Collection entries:
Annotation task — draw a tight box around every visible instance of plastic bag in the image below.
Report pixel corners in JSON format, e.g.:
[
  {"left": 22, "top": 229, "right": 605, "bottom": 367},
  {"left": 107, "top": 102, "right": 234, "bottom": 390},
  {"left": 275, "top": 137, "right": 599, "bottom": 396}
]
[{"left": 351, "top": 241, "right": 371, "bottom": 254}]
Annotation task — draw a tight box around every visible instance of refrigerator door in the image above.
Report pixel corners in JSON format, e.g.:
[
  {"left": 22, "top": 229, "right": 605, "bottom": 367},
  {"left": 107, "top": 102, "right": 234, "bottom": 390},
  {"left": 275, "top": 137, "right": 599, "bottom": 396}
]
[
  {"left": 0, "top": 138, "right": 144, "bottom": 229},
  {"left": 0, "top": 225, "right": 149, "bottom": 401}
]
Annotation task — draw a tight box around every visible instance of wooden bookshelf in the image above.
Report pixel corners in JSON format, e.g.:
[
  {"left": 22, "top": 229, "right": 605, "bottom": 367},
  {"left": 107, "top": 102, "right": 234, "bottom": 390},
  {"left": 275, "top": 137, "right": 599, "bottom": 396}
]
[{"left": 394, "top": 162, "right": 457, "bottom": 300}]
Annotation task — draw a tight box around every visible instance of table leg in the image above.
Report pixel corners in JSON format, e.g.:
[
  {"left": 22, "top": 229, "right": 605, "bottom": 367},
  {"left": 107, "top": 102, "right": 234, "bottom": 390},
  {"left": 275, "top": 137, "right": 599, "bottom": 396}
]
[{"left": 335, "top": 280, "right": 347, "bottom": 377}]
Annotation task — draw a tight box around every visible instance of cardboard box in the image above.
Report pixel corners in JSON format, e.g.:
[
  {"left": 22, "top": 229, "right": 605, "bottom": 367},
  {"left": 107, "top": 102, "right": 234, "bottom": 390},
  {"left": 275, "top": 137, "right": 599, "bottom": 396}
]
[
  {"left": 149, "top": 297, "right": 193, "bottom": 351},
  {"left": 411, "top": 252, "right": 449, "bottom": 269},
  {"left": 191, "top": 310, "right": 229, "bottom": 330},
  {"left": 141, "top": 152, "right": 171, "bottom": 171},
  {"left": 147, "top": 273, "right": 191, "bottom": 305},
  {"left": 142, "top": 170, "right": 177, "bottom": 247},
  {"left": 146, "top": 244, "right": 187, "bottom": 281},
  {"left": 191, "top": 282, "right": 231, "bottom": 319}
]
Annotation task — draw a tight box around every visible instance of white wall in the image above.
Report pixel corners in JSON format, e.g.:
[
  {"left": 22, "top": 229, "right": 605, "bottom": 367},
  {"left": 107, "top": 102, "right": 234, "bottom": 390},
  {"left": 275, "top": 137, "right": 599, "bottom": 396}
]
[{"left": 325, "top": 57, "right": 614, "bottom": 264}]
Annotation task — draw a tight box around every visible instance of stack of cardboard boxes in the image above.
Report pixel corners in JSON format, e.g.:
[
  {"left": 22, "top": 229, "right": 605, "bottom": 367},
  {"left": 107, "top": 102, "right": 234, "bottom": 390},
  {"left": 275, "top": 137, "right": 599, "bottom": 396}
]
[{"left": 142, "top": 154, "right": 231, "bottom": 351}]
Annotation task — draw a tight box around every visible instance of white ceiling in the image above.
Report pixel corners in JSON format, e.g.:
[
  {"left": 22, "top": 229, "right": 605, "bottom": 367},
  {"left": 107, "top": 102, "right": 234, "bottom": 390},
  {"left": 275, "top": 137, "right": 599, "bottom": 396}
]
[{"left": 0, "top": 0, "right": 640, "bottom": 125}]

What needs to be done:
Extract every line of the records that contains the string "image", copying each such line in full and keeping the original order.

Task result:
Annotation task — draw a tight box around every visible instance of plastic bag in the image below.
Annotation task — draw a tight box around every visible instance of refrigerator door in the image above.
Annotation task — draw a tight box around every visible instance of wooden bookshelf in the image above.
Annotation task — draw a tight box around every visible instance of table leg in the image above.
Annotation task — draw a tight box around every visible instance of cardboard box in the image above.
Annotation task — draw a tight box around every visible instance of white wall in the image above.
Annotation task — draw a tight box around every visible instance of stack of cardboard boxes in the image above.
Annotation task — draw a tight box around every visible instance of white ceiling in the image above.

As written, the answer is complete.